## The task
Please quote every line of the listing below word for word.
─── Record extracts
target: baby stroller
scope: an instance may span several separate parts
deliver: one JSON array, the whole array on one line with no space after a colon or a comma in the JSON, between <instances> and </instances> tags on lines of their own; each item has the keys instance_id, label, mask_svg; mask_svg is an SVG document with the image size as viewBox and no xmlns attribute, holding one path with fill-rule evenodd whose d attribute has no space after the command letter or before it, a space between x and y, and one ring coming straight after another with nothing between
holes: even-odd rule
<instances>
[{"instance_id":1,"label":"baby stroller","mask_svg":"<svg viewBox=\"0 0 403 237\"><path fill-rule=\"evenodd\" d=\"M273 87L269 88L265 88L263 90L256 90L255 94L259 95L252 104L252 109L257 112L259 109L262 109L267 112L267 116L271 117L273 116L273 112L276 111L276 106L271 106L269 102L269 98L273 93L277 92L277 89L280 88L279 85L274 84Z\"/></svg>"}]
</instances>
──────
## Exercise output
target: baby stroller
scope: an instance may span several separate parts
deliver: one JSON array, the whole array on one line with no space after a colon or a comma in the JSON, between <instances> and </instances> tags on lines of their own; each item has the keys instance_id, label, mask_svg; mask_svg is an SVG document with the image size as viewBox and no xmlns attribute, holding one path with fill-rule evenodd whose d attribute has no space after the command letter or before it, a space between x and y, and one ring coming straight after another with nothing between
holes: even-odd rule
<instances>
[{"instance_id":1,"label":"baby stroller","mask_svg":"<svg viewBox=\"0 0 403 237\"><path fill-rule=\"evenodd\" d=\"M273 87L269 88L265 88L263 90L256 90L255 94L259 95L252 104L252 109L257 112L259 109L262 109L267 112L267 116L271 117L273 116L273 112L276 111L276 106L271 106L269 102L269 98L273 93L277 92L277 89L280 88L279 85L274 84Z\"/></svg>"}]
</instances>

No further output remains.